Workplace Occupancy Tech Fails When Employees Don't Trust It: WSP's Lessons from Five Years of Desk Booking Data
WSP deployed a desk booking platform across its 225-office global portfolio five years ago and quickly learned that the hardest part of workplace occupancy technology is building trust and value with employees. Jay Wratten, Global Smart Places Lead at WSP, has been working through those lessons ever since.
The platform captures person-level desk utilization: who used a desk, when, and whether their colleagues or manager were present at the same time. Some employees responded hesitantly. They worried the data was being used to track their movements or flag them for not coming in enough, and some managers refused to accept that their team's utilization numbers were accurate.

#### [Data lines]

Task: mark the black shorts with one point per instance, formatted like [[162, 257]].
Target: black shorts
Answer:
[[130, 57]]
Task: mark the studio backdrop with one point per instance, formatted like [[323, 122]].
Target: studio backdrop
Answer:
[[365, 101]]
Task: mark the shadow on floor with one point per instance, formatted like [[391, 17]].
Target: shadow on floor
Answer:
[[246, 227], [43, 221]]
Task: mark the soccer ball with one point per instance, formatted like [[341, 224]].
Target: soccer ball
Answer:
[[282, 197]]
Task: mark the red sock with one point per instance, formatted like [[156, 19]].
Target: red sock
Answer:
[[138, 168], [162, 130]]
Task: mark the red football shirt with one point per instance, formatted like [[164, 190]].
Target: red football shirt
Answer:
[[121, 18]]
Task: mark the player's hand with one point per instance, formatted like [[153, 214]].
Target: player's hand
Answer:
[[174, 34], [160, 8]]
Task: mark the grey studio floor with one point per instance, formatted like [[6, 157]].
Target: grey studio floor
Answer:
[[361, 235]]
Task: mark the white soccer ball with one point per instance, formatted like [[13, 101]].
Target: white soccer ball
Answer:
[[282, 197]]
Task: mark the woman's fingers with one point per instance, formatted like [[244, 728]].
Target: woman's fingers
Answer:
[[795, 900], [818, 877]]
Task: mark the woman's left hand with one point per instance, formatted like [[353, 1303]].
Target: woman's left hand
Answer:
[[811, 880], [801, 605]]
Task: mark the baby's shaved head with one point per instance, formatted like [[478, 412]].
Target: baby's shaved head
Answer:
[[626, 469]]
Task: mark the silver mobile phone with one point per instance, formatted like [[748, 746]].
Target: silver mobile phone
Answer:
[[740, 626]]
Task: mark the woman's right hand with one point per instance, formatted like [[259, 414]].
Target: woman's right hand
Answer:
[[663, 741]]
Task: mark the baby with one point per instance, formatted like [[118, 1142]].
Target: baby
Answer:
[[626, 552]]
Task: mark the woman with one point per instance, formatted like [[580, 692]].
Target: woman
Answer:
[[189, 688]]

#### [Set problem 1]
Return the passage of the WSP desk booking article from "The platform captures" up to and including "numbers were accurate.", copied word for word.
#### [Set problem 2]
According to the WSP desk booking article, what is Jay Wratten's role at WSP?
#### [Set problem 3]
Extend the WSP desk booking article, picking up after its final sentence.

#### [Reply 1]
The platform captures person-level desk utilization: who used a desk, when, and whether their colleagues or manager were present at the same time. Some employees responded hesitantly. They worried the data was being used to track their movements or flag them for not coming in enough, and some managers refused to accept that their team's utilization numbers were accurate.

#### [Reply 2]
Global Smart Places Lead

#### [Reply 3]
WSP's answer was to close the loop. If the platform is collecting data on how people use the office, employees need to know what that data is used for and, more importantly, see it working in their favor. When occupancy data shows there aren't enough phone booths, add phone booths. When it shows people aren't coming in, don't use that as a performance metric. Show employees the decisions being made because of their usage patterns, and the platform starts to feel like a tool for them, not against them. "We're not trying to fit people to the office," Wratten said. "We're trying to fit the office to the people that work there."
The governance questions are just as important. What happens when the boss walks in and takes the desk someone else booked? What do you do about the person who reserves the same desk every week and shows up half the time? WSP landed on a light-touch social-enforcement model, but Wratten's lesson is that these policies need to be in place before deployment, not worked out in the field.
The rollout strategy matters too. WSP initially deployed office by office, creating an uneven experience: employees in one location had a booking system, while colleagues in the next building over didn't. The fix is to deploy zone by zone, rolling out all offices in a region simultaneously so everyone gets the same experience at the same time.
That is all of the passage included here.